1920年、ドイツとデンマークの国境を決めるための住民投票が行われ、南北シュレスヴィヒのうち、北部の人々の多くがデンマークを選択し、南部の住民の多くがドイツに残ることを選択した結果、南北シュレスヴィヒは分断された。現在も、デンマーク南部にはデンマーク国籍のドイツ系住民が生活し、フレンスブルクを中心とする南シュレスヴィヒ地方にはデンマーク系住民が生活するという構図が生まれた。第二次大戦後、デンマーク系少数派は著しく差別された。そこで、1948年にSSWが創設されて、デンマーク系住民の権利を守る活動を開始した。だが、キリスト教民主同盟(CDU)の州政府は1951年、選挙法の5%条項(第2投票〔政党名での投票〕で得票が5%に満たない政党には、議席の比例配分が受けられないという「阻止条項」)のハードルを高め、7.5%条項に変更して、SSWが州議会から排除しようとした。この7.5%条項についてSSWは直ちに連邦憲法裁判所に提訴した。憲法裁判所は1952年に憲法違反の判決を出した。だが、SSWは1954年の州議会選挙で4万2000票(3.5%)を獲得したが、5%条項のハードルを超えることはできなかった。

1955年3月、H.C.ハンセン・デンマーク首相がボン(当時の西ドイツの首都)を訪問したおり、デンマーク系とドイツ系の少数派住民の権利に関する交渉が行われた。K.アデナウアー首相が積極的に動き、両首脳が署名した「ボン・コペンハーゲン宣言」が誕生した。この宣言は、デンマークのドイツ系住民と、ドイツのデンマーク系住民について、それぞれの言語や文化を尊重することに加え、政治参加についての障害を除去することがうたわれていた。

シュレスヴィヒ=ホルシュタイン州議会は1955年5月23日に、デンマーク系住民について、州選挙法3条1項(5%条項)の適用を除外することを決定した。1958年の州議会選挙以降、SSWは1議席をキープし続けている。2012年の選挙では6万1000票を獲得。得票率4.6%で3議席を獲得した(Vgl. Privileg oder Nachteilsausgleich?, Der SWW und die 5%-Hürde)。2017年の州議会選挙でも3議席を獲得したが、得票率は3.3%だった。

» **依頼文**
上にある、デンマーク系住民の政党SSWと5%条項についての文章を、最後の文の後から書き継いでください。

» **抜粋記録**
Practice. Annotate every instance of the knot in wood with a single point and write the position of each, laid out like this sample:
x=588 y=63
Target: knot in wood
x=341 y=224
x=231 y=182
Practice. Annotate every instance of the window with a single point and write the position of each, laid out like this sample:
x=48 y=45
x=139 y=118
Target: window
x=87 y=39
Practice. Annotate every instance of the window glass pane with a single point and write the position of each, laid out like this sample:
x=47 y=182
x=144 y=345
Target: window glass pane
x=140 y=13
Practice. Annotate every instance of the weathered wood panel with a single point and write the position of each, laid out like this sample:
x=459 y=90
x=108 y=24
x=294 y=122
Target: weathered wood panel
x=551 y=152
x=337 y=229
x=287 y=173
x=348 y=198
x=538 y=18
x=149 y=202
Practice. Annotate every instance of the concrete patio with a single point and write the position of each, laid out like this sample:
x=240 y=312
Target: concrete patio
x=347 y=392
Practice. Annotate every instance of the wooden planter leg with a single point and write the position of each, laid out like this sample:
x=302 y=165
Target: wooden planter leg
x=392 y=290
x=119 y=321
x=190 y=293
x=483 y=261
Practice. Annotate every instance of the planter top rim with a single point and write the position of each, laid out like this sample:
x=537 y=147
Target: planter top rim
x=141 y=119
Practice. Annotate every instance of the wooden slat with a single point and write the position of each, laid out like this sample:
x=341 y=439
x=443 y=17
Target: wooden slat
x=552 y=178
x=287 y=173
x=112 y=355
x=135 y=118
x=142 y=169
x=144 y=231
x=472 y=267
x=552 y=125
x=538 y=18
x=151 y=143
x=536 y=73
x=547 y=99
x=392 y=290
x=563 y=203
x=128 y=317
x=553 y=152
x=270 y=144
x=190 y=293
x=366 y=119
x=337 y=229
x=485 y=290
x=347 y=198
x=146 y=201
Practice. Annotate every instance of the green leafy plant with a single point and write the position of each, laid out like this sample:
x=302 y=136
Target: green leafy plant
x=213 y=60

» **解答例**
なお、9年前の「直言」で5%条項を解説するなかで、SSWのことも紹介している(直言「ドイツの「政権交代」」)。すなわち「地方レベル、例えば北部のシュレスヴィッヒ・ホルシュタイン州選挙法は、デンマーク系住民の政党(SSW)の存在を想定して、小選挙区で1議席でも得られれば議席配分を受けられるようにしている。この州におけるデンマーク系住民の「民意の反映」を考慮したものである」と。ただ、この時は、小選挙区での1議席としか書いておらず、第2投票の比例配分のところで5%条項が適用除外になっていることには触れられていない。今回、この点に関して、州憲法裁判所の判決があることを知った。

ロレンツェン幹事長は、SSWの活動の意義を語りつつ、私が憲法研究者であることから、思いついたようパソコンのファイルを開き、シュレスヴィヒ=ホルシュタイン州憲法裁判所の2013年9月13日判決をプリントアウトしてくれた(Urteil des Schleswig-Holsteinischen Landesverfassungsgerichts vom 13.9.2013-LVerfG 9/12)。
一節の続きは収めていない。